-- START OF AVAILABLE RECORDS --

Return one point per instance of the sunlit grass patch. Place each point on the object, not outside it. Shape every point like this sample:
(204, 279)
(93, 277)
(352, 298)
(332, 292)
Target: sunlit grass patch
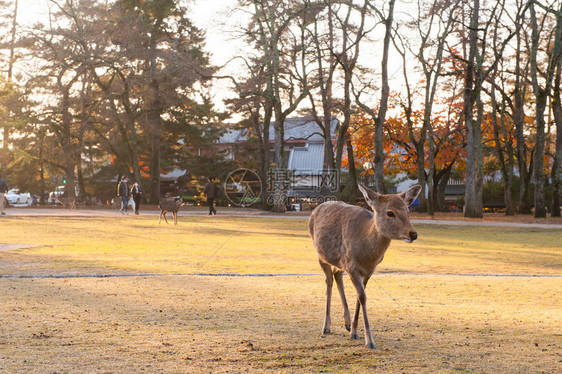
(259, 245)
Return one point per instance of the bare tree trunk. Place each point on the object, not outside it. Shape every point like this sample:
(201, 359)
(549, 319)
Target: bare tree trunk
(380, 117)
(7, 128)
(441, 204)
(505, 168)
(541, 95)
(352, 171)
(471, 205)
(557, 166)
(67, 141)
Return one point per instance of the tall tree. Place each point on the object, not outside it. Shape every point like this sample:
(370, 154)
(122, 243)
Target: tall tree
(542, 92)
(379, 116)
(285, 69)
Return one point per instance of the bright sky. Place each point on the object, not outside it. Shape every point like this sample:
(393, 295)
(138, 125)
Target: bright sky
(213, 17)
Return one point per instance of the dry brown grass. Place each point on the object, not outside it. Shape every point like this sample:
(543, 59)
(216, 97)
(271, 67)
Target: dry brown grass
(422, 323)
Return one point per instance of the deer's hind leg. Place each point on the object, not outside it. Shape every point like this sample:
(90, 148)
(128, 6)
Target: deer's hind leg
(338, 276)
(329, 283)
(359, 282)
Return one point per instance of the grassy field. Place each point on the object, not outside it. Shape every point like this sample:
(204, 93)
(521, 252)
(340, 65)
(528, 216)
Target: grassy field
(426, 317)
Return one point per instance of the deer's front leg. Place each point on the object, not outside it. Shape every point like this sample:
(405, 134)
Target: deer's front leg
(338, 275)
(329, 283)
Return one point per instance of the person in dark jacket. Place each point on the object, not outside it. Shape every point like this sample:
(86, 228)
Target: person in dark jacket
(123, 191)
(3, 190)
(136, 193)
(211, 193)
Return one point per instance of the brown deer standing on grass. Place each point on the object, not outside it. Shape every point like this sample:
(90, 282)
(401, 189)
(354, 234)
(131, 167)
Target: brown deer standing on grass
(171, 205)
(351, 239)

-- END OF AVAILABLE RECORDS --

EXERCISE TASK:
Without the pictures, repeat all the records word for word.

RESPONSE:
Return one point per instance of the sunlit grass patch. Place each point on the object, not outside it. Shape every point like this sample:
(204, 279)
(93, 277)
(352, 298)
(332, 292)
Target: sunlit grass patch
(259, 245)
Return one point per instance of the bare tree trunk. Place each point on the object, not outside it. Shape every point like this sample:
(201, 359)
(549, 319)
Target: bare tree trunk
(380, 117)
(7, 128)
(441, 204)
(505, 168)
(541, 95)
(352, 171)
(471, 205)
(557, 166)
(67, 141)
Return one point per instance of the tall tree. Place each point on the object, not outside it. Shape every point like this sample:
(370, 154)
(122, 243)
Target: tall tree
(542, 92)
(379, 116)
(285, 69)
Return one point per instance of the bright sky. Place each point on the object, not outside it. Shape every point like this sample:
(393, 295)
(138, 125)
Target: bright sky
(213, 17)
Return one point per instance of the dry brown grass. Place each point on the object, not outside it. Shape every point like this sample:
(543, 59)
(216, 97)
(271, 67)
Target: dry brown grass
(422, 323)
Return one point per instance of the deer's hind leg. Place each point on the object, not outside it. Shape every point like this sample:
(90, 148)
(128, 6)
Target: deer's hind leg
(338, 276)
(329, 283)
(359, 282)
Return one point per instance of the grassy field. Place each point on the object, not outside it. Shape every point like this sample:
(204, 93)
(521, 252)
(340, 65)
(528, 216)
Target: grassy field
(426, 317)
Return one point per instance of the deer's front leg. Place each point on the object, not outside it. Shape every point like this sample:
(405, 134)
Target: deer's front leg
(338, 275)
(329, 283)
Return one point per instance of the person in dark jacket. Place each point on the object, not outside it. Shape every point like this sample:
(86, 228)
Target: person in dark jacket
(123, 191)
(3, 190)
(136, 193)
(211, 193)
Return one point per instance of the brown deer standing on grass. Place each point on the object, not outside it. Shape every point like this sample:
(90, 282)
(401, 189)
(354, 234)
(131, 167)
Target: brown deer standing on grass
(171, 205)
(351, 239)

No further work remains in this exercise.